You should think about what information your organisation needs and how best to get it. Information includes newsletters, newspapers, reports, email bulletins, leaflets, websites, social media etc.

You may find it easier to approach information management by thinking first about internal information and then about external information. You might well find that there are overlaps in the types of information shared and sometimes the same approaches can be used for internal staff/volunteers as are used for your external contacts and service users. However, sometimes messages and information are in quite different formats for different audiences, and you are likely to need to factor this into your framework.

The key stages to go through to begin effective information management are set out below.

1. Finding out what information you need
Find out what staff (both paid and voluntary) and management committee members need to know, when they need to know it, and in what format (e.g. by email, full text articles, verbal briefings, postings on website, etc). This is an information needs analysis and forms part of an information audit.

You can find out about information needs in a number of ways. You could devise a questionnaire or you could sit down with people and talk through what they need. You need to find out:

  • What information they create or hold themselves
  • Whether they have a way of sharing the information with committee members, paid staff and volunteers
  • What type of information they need. Bear in mind that what information people say they want is not necessarily what they actually want or even need. Try to get people to be specific about what they actually need and what they want and why they want it
  • Where they usually go first to find information and why
  • Whether they have difficulty finding information and if so, whether this is all information or information about specific issues
  • What is causing the difficulty in finding information (e.g. too much or out of date information)

2. Finding out what information you have
Do an information audit to find out what information is actually held in your organisation (e.g. journals received, mailing lists subscribed to, etc.) and who has access to it. Compare your findings to the results of your needs analysis.

By doing this, you should be able to identify gaps in the information you have, as well as information that you have but don't need.

3. Organising your information
Once you know what you hold and what comes into your organisation, you need to think about how to make the information easier to find and use. The methods used will depend on the size and type of your organisation. For example, you could bring all written information held into one central place where it can be ordered in a logical manner, and create a logical computer based system for electronic information. Systems used to organise information in this way are called classification systems and can cover information in filing cabinets for paper documents, libraries for books and journals, and directories with folder systems on computer. For help with this see the Further Help section below.

Dataset excerpt
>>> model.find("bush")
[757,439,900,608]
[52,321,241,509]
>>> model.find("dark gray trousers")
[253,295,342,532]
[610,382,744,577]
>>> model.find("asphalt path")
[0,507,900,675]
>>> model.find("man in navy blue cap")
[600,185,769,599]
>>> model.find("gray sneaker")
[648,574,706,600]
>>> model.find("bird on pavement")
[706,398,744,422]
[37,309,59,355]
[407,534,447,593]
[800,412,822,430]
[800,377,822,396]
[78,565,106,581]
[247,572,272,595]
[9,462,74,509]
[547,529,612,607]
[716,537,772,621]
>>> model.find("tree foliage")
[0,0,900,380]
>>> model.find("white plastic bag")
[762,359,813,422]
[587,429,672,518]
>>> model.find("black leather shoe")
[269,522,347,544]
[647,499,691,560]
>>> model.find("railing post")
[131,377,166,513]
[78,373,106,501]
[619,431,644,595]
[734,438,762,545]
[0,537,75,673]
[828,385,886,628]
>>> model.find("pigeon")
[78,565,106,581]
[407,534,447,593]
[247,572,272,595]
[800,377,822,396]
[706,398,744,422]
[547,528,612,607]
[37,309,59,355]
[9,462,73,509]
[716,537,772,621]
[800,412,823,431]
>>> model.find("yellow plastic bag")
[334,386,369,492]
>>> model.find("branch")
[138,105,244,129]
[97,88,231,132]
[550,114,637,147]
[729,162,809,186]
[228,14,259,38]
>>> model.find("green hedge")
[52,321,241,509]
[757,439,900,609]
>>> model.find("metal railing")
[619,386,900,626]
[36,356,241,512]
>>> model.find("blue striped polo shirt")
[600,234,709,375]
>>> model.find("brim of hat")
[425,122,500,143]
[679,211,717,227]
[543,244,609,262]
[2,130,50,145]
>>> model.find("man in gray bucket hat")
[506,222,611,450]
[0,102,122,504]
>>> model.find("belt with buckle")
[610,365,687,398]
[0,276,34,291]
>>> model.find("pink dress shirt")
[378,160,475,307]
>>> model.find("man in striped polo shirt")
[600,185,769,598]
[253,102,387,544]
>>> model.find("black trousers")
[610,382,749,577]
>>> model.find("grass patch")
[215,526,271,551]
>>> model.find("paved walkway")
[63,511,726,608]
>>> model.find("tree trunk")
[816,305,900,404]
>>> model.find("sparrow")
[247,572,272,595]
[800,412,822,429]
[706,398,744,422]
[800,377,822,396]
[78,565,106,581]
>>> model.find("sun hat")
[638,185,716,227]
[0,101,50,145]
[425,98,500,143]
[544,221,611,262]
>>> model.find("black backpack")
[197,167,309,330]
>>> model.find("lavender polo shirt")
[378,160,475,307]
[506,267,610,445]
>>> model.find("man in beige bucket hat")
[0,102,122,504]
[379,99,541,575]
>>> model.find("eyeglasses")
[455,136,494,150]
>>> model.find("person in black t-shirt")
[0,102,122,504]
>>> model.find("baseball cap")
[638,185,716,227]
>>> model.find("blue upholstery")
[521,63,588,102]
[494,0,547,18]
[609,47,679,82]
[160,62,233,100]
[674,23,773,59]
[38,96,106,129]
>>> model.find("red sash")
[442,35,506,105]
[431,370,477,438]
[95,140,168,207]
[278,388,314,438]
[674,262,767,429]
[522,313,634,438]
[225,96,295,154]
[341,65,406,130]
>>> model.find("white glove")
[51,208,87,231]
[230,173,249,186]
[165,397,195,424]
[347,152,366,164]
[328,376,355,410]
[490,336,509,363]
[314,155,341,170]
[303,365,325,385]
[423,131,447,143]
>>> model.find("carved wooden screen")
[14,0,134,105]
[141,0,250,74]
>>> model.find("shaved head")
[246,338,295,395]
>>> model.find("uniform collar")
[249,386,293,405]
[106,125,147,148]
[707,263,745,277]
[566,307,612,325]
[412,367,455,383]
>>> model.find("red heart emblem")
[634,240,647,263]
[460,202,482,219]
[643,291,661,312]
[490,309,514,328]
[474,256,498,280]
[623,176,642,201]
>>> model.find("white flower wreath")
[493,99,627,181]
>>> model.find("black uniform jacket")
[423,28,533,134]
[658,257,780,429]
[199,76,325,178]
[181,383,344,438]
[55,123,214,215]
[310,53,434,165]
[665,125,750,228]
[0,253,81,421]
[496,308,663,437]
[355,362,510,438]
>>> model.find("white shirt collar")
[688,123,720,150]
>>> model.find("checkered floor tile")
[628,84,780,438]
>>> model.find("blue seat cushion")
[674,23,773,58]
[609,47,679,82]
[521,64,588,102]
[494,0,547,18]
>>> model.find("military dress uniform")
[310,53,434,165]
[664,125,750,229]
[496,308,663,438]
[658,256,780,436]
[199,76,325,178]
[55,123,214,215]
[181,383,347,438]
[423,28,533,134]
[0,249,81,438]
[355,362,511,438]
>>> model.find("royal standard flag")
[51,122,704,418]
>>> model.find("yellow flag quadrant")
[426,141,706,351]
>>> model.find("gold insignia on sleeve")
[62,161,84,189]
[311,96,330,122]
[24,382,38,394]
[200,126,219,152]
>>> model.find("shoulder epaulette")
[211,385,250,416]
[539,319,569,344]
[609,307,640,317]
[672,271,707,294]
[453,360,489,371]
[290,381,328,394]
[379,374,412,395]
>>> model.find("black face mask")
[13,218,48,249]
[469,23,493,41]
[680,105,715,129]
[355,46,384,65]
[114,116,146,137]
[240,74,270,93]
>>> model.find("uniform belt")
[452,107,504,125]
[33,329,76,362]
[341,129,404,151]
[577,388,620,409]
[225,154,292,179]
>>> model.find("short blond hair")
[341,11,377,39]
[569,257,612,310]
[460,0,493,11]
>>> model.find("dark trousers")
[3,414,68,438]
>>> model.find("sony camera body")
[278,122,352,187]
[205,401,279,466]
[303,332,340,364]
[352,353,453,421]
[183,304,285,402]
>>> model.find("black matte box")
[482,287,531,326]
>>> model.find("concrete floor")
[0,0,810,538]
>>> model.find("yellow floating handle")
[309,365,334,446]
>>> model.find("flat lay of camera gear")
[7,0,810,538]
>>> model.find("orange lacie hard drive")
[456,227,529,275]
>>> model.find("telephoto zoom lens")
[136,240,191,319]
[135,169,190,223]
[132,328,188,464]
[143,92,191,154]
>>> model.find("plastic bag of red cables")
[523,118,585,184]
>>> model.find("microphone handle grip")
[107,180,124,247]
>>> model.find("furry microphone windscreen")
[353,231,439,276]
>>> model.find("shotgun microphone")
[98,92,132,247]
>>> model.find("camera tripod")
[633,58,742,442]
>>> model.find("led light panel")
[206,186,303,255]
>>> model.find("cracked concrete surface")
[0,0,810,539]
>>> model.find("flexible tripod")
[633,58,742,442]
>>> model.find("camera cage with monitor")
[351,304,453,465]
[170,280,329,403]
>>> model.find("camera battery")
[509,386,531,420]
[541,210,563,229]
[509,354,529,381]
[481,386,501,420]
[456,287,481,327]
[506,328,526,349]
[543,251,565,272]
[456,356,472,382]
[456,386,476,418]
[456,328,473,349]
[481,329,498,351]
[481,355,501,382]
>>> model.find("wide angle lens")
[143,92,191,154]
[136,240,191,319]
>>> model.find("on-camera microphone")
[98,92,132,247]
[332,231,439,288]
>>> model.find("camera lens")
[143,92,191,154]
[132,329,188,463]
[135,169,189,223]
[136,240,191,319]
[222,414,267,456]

◆ OBJECTIVE ◆
Retype the stretch of the information management text from "You should think" through "set out below.". None of the items are needed here.

◆ CORRECT OUTPUT ◆
You should think about what information your organisation needs and how best to get it. Information includes newsletters, newspapers, reports, email bulletins, leaflets, websites, social media etc.

You may find it easier to approach information management by thinking first about internal information and then about external information. You might well find that there are overlaps in the types of information shared and sometimes the same approaches can be used for internal staff/volunteers as are used for your external contacts and service users. However, sometimes messages and information are in quite different formats for different audiences, and you are likely to need to factor this into your framework.

The key stages to go through to begin effective information management are set out below.